Page extract —
Well, thank you. You see, again, I can come on a podcast like this. Oh, these guys like me, you know.
Yeah, that's true. Keep doing what you're doing. And I don't make any apology for that on the one hand.
I feel that's been my calling. I'm not this inventive, creative scholar who's developing new ideas and theses and in very interesting ways, I'm kind of a plotter, trying to give exegetical ground to what I think are theological views that have been argued by some good people in the past and shouldn't be thrown overboard just because they're from the past. That's, you know, the chronological snobbery that CS Lewis warns us about, that only the latest view is the right or the important view where there have been certain views argued in the past that are very well by people that we should have a little more respect for maybe than we do.
Yeah, very well. But Justin. Let me jump in here, Doug, with a question more specifically on the family and women in the church.
On chapter 24, you say this line and I think our readers would or not our readers, our listeners would find this suggestive and helpful. You say rather than viewing Paul's advice about the home, women and institutions of the world as unfortunate accommodations to the structures of the world of Paul's day, we may instead view them as a response to an unbalanced appropriation of the all one in Christ principle. Could you unpack that a little bit because I think that will be a new way of looking at the issue for some folks? Yeah, and again, this is where I'm a little controversial, I think.
When I, I'll explain where I'm going with this in a minute, but when I tackle the slavery issue in my writing a commentary in Philemon, I came to realize that there is some truth to the idea that some have argued about a kind of trajectory that we need to follow in reading the NT on some of these things. I think it's again challenging to us at least, that when Paul addresses Christian slave owners, he doesn't tell them to free their slaves. And if slavery is a moral evil, why doesn't he say that? So I think there is something to this trajectory idea.
And when we think about that in terms of Paul's teaching on women then, moving outside of the specific exegetical evidence to the larger sweep of teaching, I think we can't come up with kind of two main ways of reading Paul. Number one says Paul is setting a trajectory of liberation that we need not to extend in our day even further than the New Testament explicitly does. So there should be, for instance, complete equality in marriage.

Data excerpt —
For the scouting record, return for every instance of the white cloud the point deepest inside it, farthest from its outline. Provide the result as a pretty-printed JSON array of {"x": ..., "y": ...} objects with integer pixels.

Required work —
1: In the interview about Paul's teaching, write out again the part that opens with the words containing "I feel that's" and closes with "in the church.", with "chronological snobbery" changed to "chronological arrogance".
2: According to the interview about Paul's teaching, who warns about chronological snobbery?
3: Carry the interview about Paul's teaching on from its final sentence.

The replies —
1:
I feel that's been my calling. I'm not this inventive, creative scholar who's developing new ideas and theses and in very interesting ways, I'm kind of a plotter, trying to give exegetical ground to what I think are theological views that have been argued by some good people in the past and shouldn't be thrown overboard just because they're from the past. That's, you know, the chronological arrogance that CS Lewis warns us about, that only the latest view is the right or the important view where there have been certain views argued in the past that are very well by people that we should have a little more respect for maybe than we do.
Yeah, very well. But Justin. Let me jump in here, Doug, with a question more specifically on the family and women in the church.

2: CS Lewis.

3:
Women should not be restricted from any kind of ministry role in the church because that's the direction the text is taking us. The other way to read some of these texts, and I should say then that text that seems to limit that are texts that simply are saying, for now Christians should follow the culture of their day, let women be submissive, let wives be submissive and so forth because that's the culture there. So those texts talking about submission are simply culturally bound restrictions.
So that's one way to read the restrictions. The other way to read them, again, is to see here Paul responding to an overly enthusiastic kind of liberation movement that people taking the great Pauline slogan of one in Christ, which is important and fundamental and we dare not take anything away from what Paul means by that, but taking it to a point where, okay, men and women are fully at the same level in marriage. They have the right to do anything they want to in the church.
And Paul will say, no, I'm wanting to pull you back from that a little bit. There is a new liberating spirit in Christ for men and women equally, but that liberation tendency does not overturn some of the role relationships that God has built into his creation of men and women. So I think again, two fundamental ways you can read those restrictive texts.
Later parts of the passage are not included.